╭──

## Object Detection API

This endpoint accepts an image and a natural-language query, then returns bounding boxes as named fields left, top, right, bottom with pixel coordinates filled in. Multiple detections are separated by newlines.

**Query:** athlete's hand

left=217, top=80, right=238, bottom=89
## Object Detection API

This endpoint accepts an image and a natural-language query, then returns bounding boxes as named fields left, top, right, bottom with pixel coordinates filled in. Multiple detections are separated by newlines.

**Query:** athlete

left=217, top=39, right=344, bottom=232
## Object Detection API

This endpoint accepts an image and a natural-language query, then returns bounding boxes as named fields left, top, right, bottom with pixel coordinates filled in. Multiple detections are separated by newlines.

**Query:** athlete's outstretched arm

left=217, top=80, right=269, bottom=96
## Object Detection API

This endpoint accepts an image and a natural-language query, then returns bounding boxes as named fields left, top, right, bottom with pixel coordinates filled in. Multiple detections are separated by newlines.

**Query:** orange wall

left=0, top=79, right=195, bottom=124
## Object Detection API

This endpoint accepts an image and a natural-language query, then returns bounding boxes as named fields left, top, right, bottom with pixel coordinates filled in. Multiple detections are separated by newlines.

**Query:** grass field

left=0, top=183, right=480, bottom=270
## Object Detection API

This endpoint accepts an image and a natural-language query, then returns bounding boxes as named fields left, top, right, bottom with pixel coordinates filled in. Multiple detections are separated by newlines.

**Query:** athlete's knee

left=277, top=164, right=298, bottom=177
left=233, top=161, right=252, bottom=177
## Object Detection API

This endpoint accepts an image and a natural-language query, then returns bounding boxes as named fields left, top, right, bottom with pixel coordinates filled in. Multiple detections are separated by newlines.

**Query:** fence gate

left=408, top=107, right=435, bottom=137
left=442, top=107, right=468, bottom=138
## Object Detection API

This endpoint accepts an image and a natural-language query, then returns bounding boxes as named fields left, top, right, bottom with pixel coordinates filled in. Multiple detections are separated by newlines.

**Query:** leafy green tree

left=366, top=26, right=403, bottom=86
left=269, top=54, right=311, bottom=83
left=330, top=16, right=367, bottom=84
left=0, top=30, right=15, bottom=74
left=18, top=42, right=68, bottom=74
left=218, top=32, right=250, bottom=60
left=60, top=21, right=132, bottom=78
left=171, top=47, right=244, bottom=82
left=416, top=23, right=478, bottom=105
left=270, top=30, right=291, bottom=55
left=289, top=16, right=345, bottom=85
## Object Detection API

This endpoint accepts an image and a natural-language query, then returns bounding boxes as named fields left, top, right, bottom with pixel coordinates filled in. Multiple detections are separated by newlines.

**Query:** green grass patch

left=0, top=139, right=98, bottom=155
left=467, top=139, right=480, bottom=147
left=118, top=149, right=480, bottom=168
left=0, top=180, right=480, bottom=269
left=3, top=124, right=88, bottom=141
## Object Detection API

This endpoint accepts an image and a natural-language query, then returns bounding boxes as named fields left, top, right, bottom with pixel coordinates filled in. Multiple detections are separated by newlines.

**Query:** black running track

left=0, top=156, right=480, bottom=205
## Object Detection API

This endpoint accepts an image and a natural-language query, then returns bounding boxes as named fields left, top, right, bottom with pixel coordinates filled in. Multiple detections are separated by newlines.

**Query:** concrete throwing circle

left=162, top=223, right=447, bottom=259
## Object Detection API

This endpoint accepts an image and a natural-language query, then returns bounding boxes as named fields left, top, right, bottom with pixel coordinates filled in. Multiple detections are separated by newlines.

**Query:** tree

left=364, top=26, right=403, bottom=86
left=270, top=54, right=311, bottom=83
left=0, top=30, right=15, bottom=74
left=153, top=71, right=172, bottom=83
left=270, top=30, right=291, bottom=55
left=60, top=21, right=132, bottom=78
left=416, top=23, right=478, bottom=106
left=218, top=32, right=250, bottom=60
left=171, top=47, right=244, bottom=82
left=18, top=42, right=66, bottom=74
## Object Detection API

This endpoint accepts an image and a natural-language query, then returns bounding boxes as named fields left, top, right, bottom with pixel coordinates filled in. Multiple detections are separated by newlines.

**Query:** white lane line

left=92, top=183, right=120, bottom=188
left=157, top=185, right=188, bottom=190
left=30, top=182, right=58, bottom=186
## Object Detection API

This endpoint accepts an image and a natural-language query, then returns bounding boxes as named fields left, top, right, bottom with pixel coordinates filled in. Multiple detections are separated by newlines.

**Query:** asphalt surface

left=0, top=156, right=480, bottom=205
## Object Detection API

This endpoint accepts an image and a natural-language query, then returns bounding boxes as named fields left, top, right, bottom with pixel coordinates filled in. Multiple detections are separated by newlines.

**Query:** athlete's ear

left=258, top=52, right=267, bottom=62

╰──

• PROMPT:
Copy out every row above again, replacing "endpoint" with "service" wherever it occurs and changing nothing else.

• ANSWER TO THIS TASK:
## Object Detection API

This service accepts an image and a natural-language query, then returns bounding boxes as named fields left, top, right, bottom with pixel coordinates filled in. Multiple detections are separated by newlines.

**Query:** athlete's hand

left=217, top=80, right=238, bottom=89
## Object Detection API

This service accepts an image and a natural-language query, then returns bounding boxes as named fields left, top, right, bottom with pixel coordinates filled in. Multiple detections are separated by newlines.

**Query:** athlete

left=217, top=39, right=344, bottom=232
## Object Detection API

This service accepts an image and a natural-language query, then returns bounding boxes as named fields left, top, right, bottom with pixel coordinates filled in. Multiple detections are separated by newlines.

**Query:** athlete's outstretched arm

left=217, top=80, right=269, bottom=96
## Object Detection API

This service accepts an image and a natural-language query, then returns bounding boxes as named fields left, top, right, bottom with pixel coordinates filled in. Multiple detections are separated by newlines.

**Query:** orange wall

left=0, top=79, right=195, bottom=124
## Object Detection API

This service accepts an image and a natural-language query, then returns bounding boxes as named fields left, top, right, bottom with pixel coordinates filled in. Multiple detections are separated by newlines.

**Query:** grass field

left=0, top=183, right=480, bottom=270
## Object Detection API

This service accepts an image and a natural-language query, then returns bounding boxes as named fields left, top, right, bottom with pixel coordinates filled in. Multiple detections are separated by newlines.

**Query:** athlete's knee

left=277, top=164, right=298, bottom=177
left=233, top=161, right=252, bottom=177
## Object Detection API

This service accepts an image and a natural-language query, then returns bounding boxes as named fields left, top, right, bottom with pixel coordinates filled in. Multiple detections are separated by newlines.

**Query:** fence gate

left=408, top=107, right=435, bottom=137
left=442, top=107, right=468, bottom=138
## Object Detection API

This service accepts an image and a natural-language query, then returns bounding boxes as named fields left, top, right, bottom with pixel coordinates filled in. Multiple detections are separated by newlines.

**Query:** leafy green tree

left=366, top=26, right=403, bottom=86
left=269, top=54, right=311, bottom=83
left=330, top=16, right=367, bottom=84
left=0, top=30, right=15, bottom=74
left=18, top=42, right=68, bottom=74
left=218, top=32, right=250, bottom=60
left=60, top=21, right=132, bottom=78
left=171, top=47, right=244, bottom=82
left=416, top=23, right=478, bottom=105
left=270, top=30, right=291, bottom=55
left=289, top=16, right=345, bottom=85
## Object Detection API

This service accepts an image and a natural-language query, then returns bounding boxes as named fields left, top, right, bottom with pixel coordinates filled in. Multiple detections are separated by newlines.

**Query:** green grass patch

left=0, top=139, right=98, bottom=155
left=467, top=139, right=480, bottom=147
left=118, top=149, right=480, bottom=168
left=0, top=180, right=480, bottom=269
left=3, top=124, right=88, bottom=141
## Object Detection API

This service accepts an image and a natural-language query, then returns bounding boxes as named fields left, top, right, bottom with pixel coordinates filled in. Multiple detections are separated by newlines.

**Query:** black running track

left=0, top=156, right=480, bottom=205
## Object Detection API

This service accepts an image and a natural-language query, then returns bounding boxes as named fields left, top, right, bottom with pixel coordinates filled in. Multiple detections are separated by newlines.

**Query:** concrete throwing circle

left=162, top=223, right=447, bottom=259
## Object Detection API

This service accepts an image and a natural-language query, then returns bounding boxes as named fields left, top, right, bottom with pixel coordinates filled in. Multiple detections are separated by newlines.

**Query:** tree

left=364, top=26, right=403, bottom=86
left=270, top=54, right=311, bottom=83
left=0, top=30, right=15, bottom=74
left=153, top=71, right=172, bottom=83
left=270, top=30, right=291, bottom=55
left=60, top=21, right=132, bottom=78
left=416, top=23, right=478, bottom=106
left=218, top=32, right=250, bottom=60
left=171, top=47, right=244, bottom=82
left=18, top=42, right=66, bottom=74
## Object Detection API

This service accepts an image and a natural-language query, then returns bounding boxes as named fields left, top, right, bottom with pixel coordinates filled in. Multiple detections are separated by newlines.

**Query:** white lane line

left=92, top=183, right=120, bottom=188
left=157, top=185, right=188, bottom=190
left=30, top=182, right=58, bottom=186
## Object Detection API

This service accepts an image and a natural-language query, then returns bounding boxes as named fields left, top, right, bottom with pixel coordinates filled in. Multiple detections are separated by newlines.

**Query:** asphalt surface

left=0, top=156, right=480, bottom=205
## Object Detection API

This service accepts an image and a natural-language query, then returns bounding boxes as named fields left, top, right, bottom with pixel coordinates filled in. Multiple detections are separated by newlines.

**Query:** athlete's ear

left=258, top=52, right=267, bottom=62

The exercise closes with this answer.